=== What this task involves ===
Put the entries below into a numbered list with no blank lines, and keep the pictures out of your answer.

Stored data:
-*-

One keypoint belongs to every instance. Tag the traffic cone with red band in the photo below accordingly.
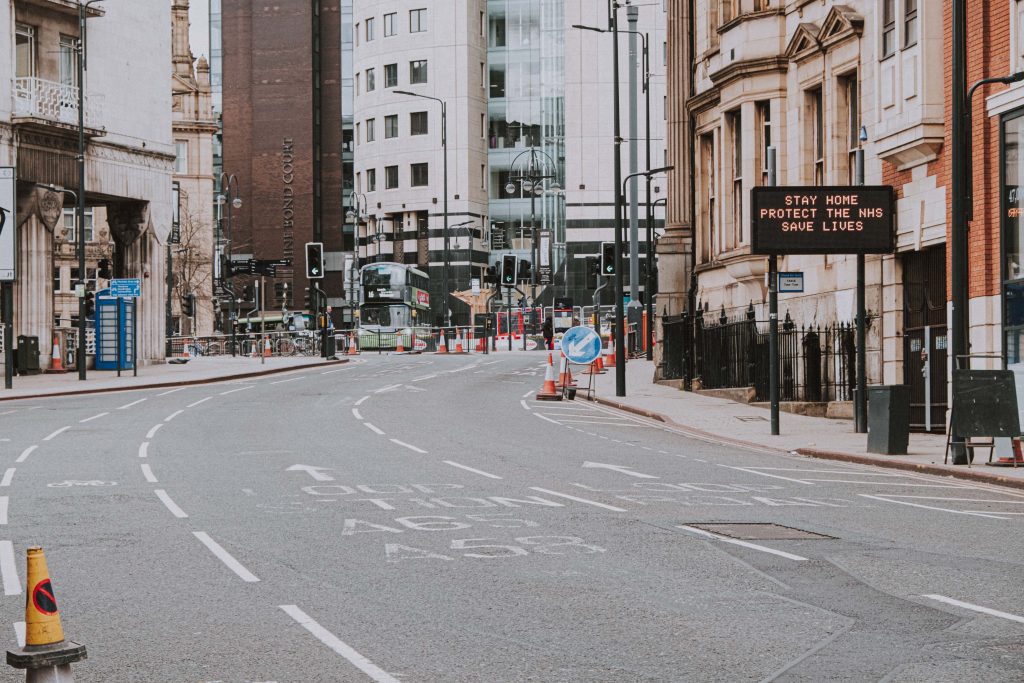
(46, 655)
(549, 391)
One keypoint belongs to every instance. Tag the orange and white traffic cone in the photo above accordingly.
(548, 390)
(46, 655)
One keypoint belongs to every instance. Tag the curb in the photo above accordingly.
(164, 385)
(967, 474)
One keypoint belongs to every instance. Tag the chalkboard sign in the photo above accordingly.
(985, 403)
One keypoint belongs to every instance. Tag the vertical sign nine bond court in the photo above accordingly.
(822, 220)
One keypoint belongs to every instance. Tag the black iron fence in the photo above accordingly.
(816, 363)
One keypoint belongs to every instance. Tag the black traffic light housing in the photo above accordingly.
(314, 260)
(607, 258)
(509, 264)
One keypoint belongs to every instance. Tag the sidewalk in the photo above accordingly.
(711, 418)
(197, 371)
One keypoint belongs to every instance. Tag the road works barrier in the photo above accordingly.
(46, 656)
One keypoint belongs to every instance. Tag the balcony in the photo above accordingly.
(41, 101)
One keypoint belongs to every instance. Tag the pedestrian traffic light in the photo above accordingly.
(607, 258)
(524, 274)
(509, 263)
(314, 260)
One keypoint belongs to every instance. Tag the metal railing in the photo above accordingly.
(49, 99)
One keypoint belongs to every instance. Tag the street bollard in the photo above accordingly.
(46, 656)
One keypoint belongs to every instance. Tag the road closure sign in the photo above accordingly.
(822, 220)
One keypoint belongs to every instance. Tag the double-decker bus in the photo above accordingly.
(394, 303)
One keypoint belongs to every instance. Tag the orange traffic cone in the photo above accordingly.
(46, 655)
(549, 391)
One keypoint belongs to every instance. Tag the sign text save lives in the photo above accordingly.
(822, 220)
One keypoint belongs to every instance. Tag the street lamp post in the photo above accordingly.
(228, 195)
(444, 233)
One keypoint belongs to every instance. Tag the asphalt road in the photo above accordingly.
(422, 518)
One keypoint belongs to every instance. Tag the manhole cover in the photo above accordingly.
(759, 531)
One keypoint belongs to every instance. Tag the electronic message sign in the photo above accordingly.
(822, 220)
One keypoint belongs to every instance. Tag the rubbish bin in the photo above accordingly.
(28, 355)
(889, 419)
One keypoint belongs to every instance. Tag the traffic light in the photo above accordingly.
(314, 260)
(524, 274)
(509, 263)
(607, 258)
(188, 304)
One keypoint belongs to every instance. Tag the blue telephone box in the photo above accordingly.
(115, 332)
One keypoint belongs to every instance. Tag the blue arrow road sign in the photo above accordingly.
(581, 345)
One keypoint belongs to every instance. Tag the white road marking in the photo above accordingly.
(408, 445)
(56, 433)
(25, 454)
(332, 641)
(471, 469)
(147, 473)
(225, 557)
(977, 608)
(744, 544)
(171, 505)
(580, 500)
(8, 568)
(929, 507)
(127, 406)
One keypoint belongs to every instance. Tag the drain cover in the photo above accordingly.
(759, 531)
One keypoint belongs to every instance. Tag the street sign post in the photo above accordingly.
(581, 345)
(126, 288)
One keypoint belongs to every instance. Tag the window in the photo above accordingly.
(180, 156)
(417, 20)
(764, 130)
(888, 28)
(734, 121)
(817, 136)
(418, 71)
(418, 123)
(25, 50)
(421, 175)
(909, 23)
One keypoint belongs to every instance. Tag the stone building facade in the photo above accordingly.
(128, 157)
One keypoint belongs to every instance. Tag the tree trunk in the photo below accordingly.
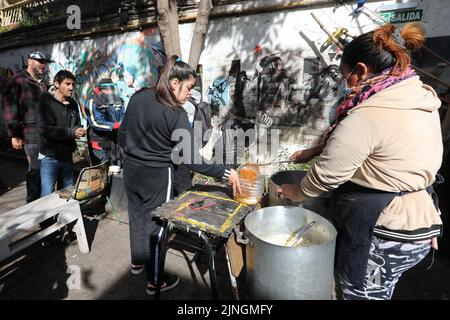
(200, 30)
(168, 26)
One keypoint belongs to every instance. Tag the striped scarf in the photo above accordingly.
(364, 90)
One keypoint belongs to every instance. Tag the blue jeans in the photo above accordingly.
(53, 171)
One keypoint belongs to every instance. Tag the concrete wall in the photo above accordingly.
(275, 69)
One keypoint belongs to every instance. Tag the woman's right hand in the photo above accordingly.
(233, 179)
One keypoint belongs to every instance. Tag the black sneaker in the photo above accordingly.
(137, 269)
(170, 282)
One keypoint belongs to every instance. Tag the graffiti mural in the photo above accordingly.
(131, 60)
(278, 92)
(132, 64)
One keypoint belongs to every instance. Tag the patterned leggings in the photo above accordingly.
(387, 261)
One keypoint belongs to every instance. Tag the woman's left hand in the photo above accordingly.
(233, 179)
(292, 192)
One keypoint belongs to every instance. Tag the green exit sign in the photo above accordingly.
(402, 16)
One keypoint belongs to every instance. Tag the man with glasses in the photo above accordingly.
(21, 97)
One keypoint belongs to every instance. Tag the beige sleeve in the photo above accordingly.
(351, 143)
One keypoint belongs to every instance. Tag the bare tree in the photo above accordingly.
(168, 27)
(200, 30)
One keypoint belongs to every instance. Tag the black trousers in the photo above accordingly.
(147, 188)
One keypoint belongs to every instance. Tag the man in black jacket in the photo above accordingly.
(20, 99)
(59, 125)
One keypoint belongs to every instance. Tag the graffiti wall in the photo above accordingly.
(281, 70)
(131, 60)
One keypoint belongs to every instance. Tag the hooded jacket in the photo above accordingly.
(57, 123)
(391, 142)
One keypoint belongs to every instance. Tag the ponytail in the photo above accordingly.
(385, 47)
(174, 69)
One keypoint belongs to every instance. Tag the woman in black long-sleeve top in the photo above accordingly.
(145, 135)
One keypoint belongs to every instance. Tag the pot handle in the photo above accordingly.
(240, 238)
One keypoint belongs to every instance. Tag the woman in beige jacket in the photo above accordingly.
(381, 157)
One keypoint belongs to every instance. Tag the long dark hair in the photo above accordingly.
(383, 48)
(174, 69)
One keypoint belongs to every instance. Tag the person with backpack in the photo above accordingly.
(104, 112)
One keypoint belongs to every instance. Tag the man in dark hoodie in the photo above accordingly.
(59, 125)
(20, 98)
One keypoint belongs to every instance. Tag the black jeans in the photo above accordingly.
(147, 188)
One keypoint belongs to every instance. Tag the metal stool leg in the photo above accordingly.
(212, 269)
(114, 210)
(162, 260)
(232, 277)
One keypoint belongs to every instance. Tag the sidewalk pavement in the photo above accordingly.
(62, 272)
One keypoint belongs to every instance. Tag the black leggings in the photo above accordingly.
(147, 188)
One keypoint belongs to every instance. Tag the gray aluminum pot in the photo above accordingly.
(277, 272)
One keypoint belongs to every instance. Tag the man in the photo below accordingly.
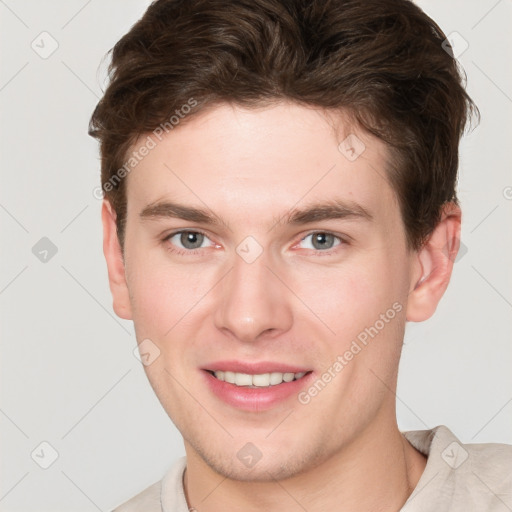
(279, 181)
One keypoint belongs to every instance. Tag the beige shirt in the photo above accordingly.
(458, 477)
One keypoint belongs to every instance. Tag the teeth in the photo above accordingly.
(262, 380)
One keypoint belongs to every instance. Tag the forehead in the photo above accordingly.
(262, 161)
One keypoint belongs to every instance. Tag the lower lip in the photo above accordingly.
(255, 399)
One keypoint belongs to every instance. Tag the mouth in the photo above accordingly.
(254, 381)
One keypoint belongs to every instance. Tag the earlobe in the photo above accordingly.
(115, 263)
(434, 265)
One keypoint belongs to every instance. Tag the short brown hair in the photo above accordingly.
(383, 61)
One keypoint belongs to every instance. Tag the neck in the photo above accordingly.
(377, 471)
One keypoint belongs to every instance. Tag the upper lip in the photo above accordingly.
(253, 368)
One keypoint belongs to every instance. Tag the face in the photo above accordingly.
(297, 263)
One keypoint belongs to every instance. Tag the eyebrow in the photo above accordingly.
(328, 210)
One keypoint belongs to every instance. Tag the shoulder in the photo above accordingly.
(167, 494)
(461, 476)
(148, 500)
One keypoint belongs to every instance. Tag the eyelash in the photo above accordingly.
(184, 252)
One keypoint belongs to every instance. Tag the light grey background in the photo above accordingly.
(69, 376)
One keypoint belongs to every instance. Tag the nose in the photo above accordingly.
(253, 302)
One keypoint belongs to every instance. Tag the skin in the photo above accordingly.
(293, 304)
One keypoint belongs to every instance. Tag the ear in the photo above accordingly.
(433, 265)
(115, 263)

-*-

=== Answer to this problem ===
1. One keypoint belongs to every instance. Tag the traffic cone with red band in the photo below accordingly.
2. (46, 655)
3. (549, 391)
4. One keypoint belongs to every instance. Tag the orange and white traffic cone in the photo above accordingly.
5. (548, 390)
6. (46, 655)
7. One keypoint belongs to every instance. Tag the curb in the photo above accordingly.
8. (164, 385)
9. (967, 474)
10. One keypoint belongs to every instance. Tag the chalkboard sign in the photo above accordingly.
11. (985, 403)
12. One keypoint belongs to every instance. Tag the vertical sign nine bond court in the photo above accordingly.
13. (822, 220)
14. One keypoint belongs to every instance. Tag the black iron fence in the photo above accordingly.
15. (816, 363)
16. One keypoint belongs to every instance. Tag the black traffic light housing in the photo above accordingly.
17. (314, 260)
18. (607, 258)
19. (509, 264)
20. One keypoint belongs to every instance. Tag the sidewalk in the photo above accordingly.
21. (711, 418)
22. (197, 371)
23. One keypoint belongs to every instance. Tag the road works barrier in the photo above accordingly.
24. (46, 656)
25. One keypoint belongs to every instance. Tag the balcony in the photo above accordingly.
26. (41, 101)
27. One keypoint belongs to every instance. Tag the pedestrian traffic light in the photo above accordingly.
28. (607, 258)
29. (524, 274)
30. (509, 263)
31. (314, 260)
32. One keypoint belongs to every instance. Tag the metal railing in the photo above accordingly.
33. (49, 99)
34. One keypoint belongs to every instance. Tag the street bollard in the photo above accordingly.
35. (46, 656)
36. One keypoint belongs to every instance. Tag the road closure sign in the photo above accordingly.
37. (822, 220)
38. One keypoint belongs to every instance. Tag the double-decker bus in the photo above accordingly.
39. (394, 303)
40. One keypoint belongs to every instance. Tag the orange traffic cone in the photo above accordingly.
41. (46, 655)
42. (549, 391)
43. One keypoint belongs to every instance. Tag the sign text save lives in the photo above accordingly.
44. (822, 220)
45. One keypoint belongs to every instance. Tag the street lamp post in the photo above accordingly.
46. (228, 195)
47. (444, 233)
48. One keypoint belongs to every instance. Tag the asphalt road in the photo above accordingly.
49. (422, 518)
50. One keypoint belongs to every instance. Tag the manhole cover in the photo above accordingly.
51. (759, 531)
52. One keypoint belongs to every instance. Tag the electronic message sign in the photo above accordingly.
53. (822, 220)
54. One keypoint belongs to every instance. Tag the rubbish bin in the photo above accordingly.
55. (28, 355)
56. (889, 419)
57. One keypoint belongs to every instance. Tag the traffic light in the photo above accordingly.
58. (314, 260)
59. (524, 274)
60. (509, 263)
61. (607, 258)
62. (188, 304)
63. One keypoint belongs to every instance. Tag the blue telephone box in the photo above accordingly.
64. (115, 332)
65. One keypoint belongs to every instance. Tag the blue arrow road sign in the photo above accordingly.
66. (581, 345)
67. One keypoint belongs to every instance. Tag the white road marking in the photo above accordingly.
68. (408, 445)
69. (56, 433)
70. (25, 454)
71. (332, 641)
72. (471, 469)
73. (147, 473)
74. (225, 557)
75. (977, 608)
76. (744, 544)
77. (171, 505)
78. (580, 500)
79. (8, 568)
80. (929, 507)
81. (127, 406)
82. One keypoint belongs to every instance. Tag the drain cover in the photo above accordingly.
83. (759, 531)
84. One keypoint belongs to every instance. Tag the street sign post in the photo above accordingly.
85. (581, 345)
86. (126, 288)
87. One keypoint belongs to every instance. Tag the window in the photo above accordingly.
88. (180, 156)
89. (417, 20)
90. (764, 130)
91. (888, 28)
92. (734, 121)
93. (817, 136)
94. (418, 71)
95. (418, 123)
96. (25, 50)
97. (421, 175)
98. (909, 23)
99. One keypoint belongs to every instance. Tag the stone building facade in the photo above accordingly.
100. (128, 157)
101. One keypoint belongs to every instance. Tag the tree trunk in the photo below accordingly.
102. (200, 30)
103. (168, 26)
104. One keypoint belongs to every instance. Tag the striped scarf in the photo above accordingly.
105. (364, 90)
106. One keypoint belongs to every instance. Tag the blue jeans in the photo above accordingly.
107. (53, 171)
108. One keypoint belongs to every instance. Tag the concrete wall in the photo above accordingly.
109. (275, 69)
110. One keypoint belongs to every instance. Tag the woman's right hand in the photo above accordingly.
111. (233, 179)
112. One keypoint belongs to every instance. Tag the black sneaker in the photo above accordingly.
113. (137, 269)
114. (170, 282)
115. One keypoint belongs to every instance. Tag the graffiti mural in the photo above accordingly.
116. (131, 60)
117. (278, 92)
118. (132, 64)
119. One keypoint belongs to every instance. Tag the patterned leggings in the photo above accordingly.
120. (387, 261)
121. One keypoint belongs to every instance. Tag the woman's left hand in the photo above accordingly.
122. (233, 179)
123. (292, 192)
124. One keypoint belongs to every instance. Tag the green exit sign in the photo above accordingly.
125. (402, 16)
126. One keypoint belongs to every instance. Tag the man with glasses in the photo above accordingly.
127. (21, 97)
128. One keypoint belongs to every instance. Tag the beige sleeve in the photo above accordingly.
129. (351, 143)
130. One keypoint belongs to every instance. Tag the bare tree in the photo above accordingly.
131. (168, 27)
132. (200, 30)
133. One keypoint belongs to every instance. Tag the black trousers in the photo above accordingly.
134. (147, 188)
135. One keypoint belongs to every instance. Tag the man in black jacket in the photo above accordingly.
136. (20, 99)
137. (59, 125)
138. One keypoint belongs to every instance. Tag the graffiti wall in the photo above accordingly.
139. (281, 70)
140. (131, 60)
141. One keypoint belongs to every instance. Tag the hooded jacket in the photo above accordingly.
142. (57, 123)
143. (391, 142)
144. One keypoint belongs to every instance. Tag the ponytail in the photo above accordingly.
145. (385, 47)
146. (174, 69)
147. One keypoint belongs to every instance. Tag the woman in black long-sleeve top in the photo above accordingly.
148. (145, 135)
149. One keypoint belongs to every instance. Tag the pot handle in the photo above accordingly.
150. (240, 238)
151. One keypoint belongs to every instance. Tag the woman in beige jacket in the photo above accordingly.
152. (381, 157)
153. One keypoint belongs to every instance. Tag the long dark hair in the photo above accordingly.
154. (383, 48)
155. (174, 69)
156. One keypoint belongs to every instance. Tag the person with backpack in the photo above accordingly.
157. (104, 112)
158. One keypoint belongs to every instance. Tag the man in dark hoodie in the photo above accordingly.
159. (59, 125)
160. (20, 98)
161. One keypoint belongs to every instance. Tag the black jeans in the photo above accordingly.
162. (147, 188)
163. One keypoint belongs to every instance. Tag the metal stool leg in the photo above accordingly.
164. (212, 269)
165. (114, 210)
166. (162, 260)
167. (232, 277)
168. One keypoint belongs to every instance. Tag the sidewalk pavement in the photo above accordingly.
169. (62, 272)
170. One keypoint belongs to every instance. Tag the black leggings in the photo above accordingly.
171. (147, 188)
172. One keypoint belongs to every instance. Tag the gray aluminum pot in the photo above accordingly.
173. (277, 272)
174. One keypoint belongs to every instance. Tag the man in the photo below accordingly.
175. (279, 181)
176. One keypoint belongs to every instance. Tag the beige shirt in the photo above accordingly.
177. (458, 477)
178. One keypoint belongs to every instance. Tag the teeth in the photo above accordingly.
179. (262, 380)
180. One keypoint belongs to every instance. Tag the forehead in the photo above accordingly.
181. (262, 161)
182. One keypoint belongs to every instance. Tag the lower lip in the photo above accordingly.
183. (255, 399)
184. One keypoint belongs to every instance. Tag the mouth in the photo above accordingly.
185. (254, 381)
186. One keypoint belongs to every instance. Tag the earlobe in the photo above accordingly.
187. (115, 263)
188. (434, 265)
189. One keypoint belongs to every instance. Tag the short brown hair in the photo above accordingly.
190. (383, 61)
191. One keypoint belongs to every instance. Tag the neck in the photo above accordingly.
192. (377, 471)
193. One keypoint belongs to every instance. Tag the upper lip in the photo above accordingly.
194. (253, 368)
195. One keypoint belongs to every instance. Tag the face in the photo above accordingly.
196. (297, 263)
197. One keypoint belongs to every instance. Tag the eyebrow in the photo above accordingly.
198. (328, 210)
199. One keypoint belongs to every instance. Tag the shoulder in the photo above accordingly.
200. (167, 494)
201. (461, 476)
202. (148, 500)
203. One keypoint belongs to every instance. Tag the eyelash in the photo above accordingly.
204. (184, 252)
205. One keypoint belongs to every instance. Tag the light grey background in the photo above accordingly.
206. (69, 376)
207. One keypoint belongs to every instance. Tag the nose in the photo above accordingly.
208. (253, 302)
209. One keypoint belongs to every instance. Tag the skin in the photo above accordingly.
210. (293, 304)
211. One keypoint belongs to every instance. Tag the ear in the photo above accordingly.
212. (433, 265)
213. (115, 263)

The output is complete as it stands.